§ **CONSIGNE À SUIVRE**: Prolongez l'article sur les allégations de torture subies par Ziad Itani en reprenant après sa dernière phrase.

§ **EXTRAIT DE PAGE**:
HRW révèle les détails des allégations de tortures subies par Ziad Itani

L’ancien ministre de la Justice, Ibrahim Najjar, dénonce « un climat d’impunité », de « déni » et d’« oubli sélectif ».

Ziad Itani à son arrivée à Tarik Jdidé, peu après sa libération en mars dernier. Photo Marwan Assaf

L’organisation pour la défense des droits de l’homme Human Rights Watch (HRW) a appelé hier les autorités libanaises à « enquêter sur la torture » subie par le dramaturge Ziad Itani lors de sa détention qui a duré quatre mois. Il a été faussement accusé d’intelligence avec Israël, sur la base de fausses preuves fabriquées par un pirate informatique. L’ancienne directrice au sein des Forces de sécurité intérieure, Suzanne el-Hajj, principale accusée dans l’affaire, aurait « utilisé les services du pirate informatique Élie Ghabach pour fabriquer des conversations afin de faire accuser Ziad Itani d’avoir pris contact avec une jeune Israélienne ». Elle avait perdu son poste aux FSI à la suite du retweet d’un message ironique sur les femmes en Arabie saoudite. Un certain Ziad Itani avait diffusé la capture d’écran de son retweet et la fonctionnaire aurait monté l’affaire pour se venger, mais se serait trompée de victime en raison de l’homonymie.

Une suite d'items:
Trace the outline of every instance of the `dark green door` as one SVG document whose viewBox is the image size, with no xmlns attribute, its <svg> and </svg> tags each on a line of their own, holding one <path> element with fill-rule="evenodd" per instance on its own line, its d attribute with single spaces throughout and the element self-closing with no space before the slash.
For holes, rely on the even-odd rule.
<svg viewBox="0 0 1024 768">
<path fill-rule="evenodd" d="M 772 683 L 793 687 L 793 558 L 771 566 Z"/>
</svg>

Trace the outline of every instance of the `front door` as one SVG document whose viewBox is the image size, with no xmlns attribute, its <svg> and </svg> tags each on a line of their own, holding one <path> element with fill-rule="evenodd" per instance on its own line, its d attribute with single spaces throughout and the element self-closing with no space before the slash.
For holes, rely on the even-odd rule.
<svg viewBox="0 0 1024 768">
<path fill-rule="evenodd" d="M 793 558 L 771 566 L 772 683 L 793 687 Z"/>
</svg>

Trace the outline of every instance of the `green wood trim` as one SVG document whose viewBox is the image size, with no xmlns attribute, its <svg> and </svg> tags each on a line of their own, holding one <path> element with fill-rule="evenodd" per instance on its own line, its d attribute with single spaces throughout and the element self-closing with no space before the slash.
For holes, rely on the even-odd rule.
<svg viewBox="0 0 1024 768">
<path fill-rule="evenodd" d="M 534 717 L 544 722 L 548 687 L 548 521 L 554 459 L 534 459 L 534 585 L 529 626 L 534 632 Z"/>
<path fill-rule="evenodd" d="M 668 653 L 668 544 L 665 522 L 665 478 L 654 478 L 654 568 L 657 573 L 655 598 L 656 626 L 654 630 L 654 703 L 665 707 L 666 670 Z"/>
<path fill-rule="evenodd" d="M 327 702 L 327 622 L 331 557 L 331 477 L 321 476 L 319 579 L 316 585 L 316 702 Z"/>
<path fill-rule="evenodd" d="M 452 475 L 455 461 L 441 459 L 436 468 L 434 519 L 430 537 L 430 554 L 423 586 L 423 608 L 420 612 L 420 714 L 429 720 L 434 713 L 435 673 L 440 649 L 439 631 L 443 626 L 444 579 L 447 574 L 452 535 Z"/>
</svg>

§ **RÉSULTAT OBTENU**:
Ziad Itani, libéré le 13 mars, a été torturé dans un centre de détention informel pour le forcer à signer des aveux, selon HRW, qui explique avoir rencontré l’acteur après sa libération. Dans un communiqué, l’organisation souligne qu’il lui a raconté par le menu son épreuve, mais qu’il lui avait demandé de surseoir à la publication de ces détails jusqu’à présent.
Ainsi, l’acteur a révélé avoir été emmené, après son arrestation en novembre 2017, dans ce qui semblait être un centre de détention informel, et conduit dans « une salle préparée pour la torture » peinte entièrement en noir, avec des crochets au mur. S’y trouvaient six hommes en civil, dont l’un l’a accusé de « parler aux Israéliens ». Ziad Itani a noté ne pas avoir vu d’hommes en uniforme, de drapeau ou d’emblèmes officiels, ni d’autres détenus.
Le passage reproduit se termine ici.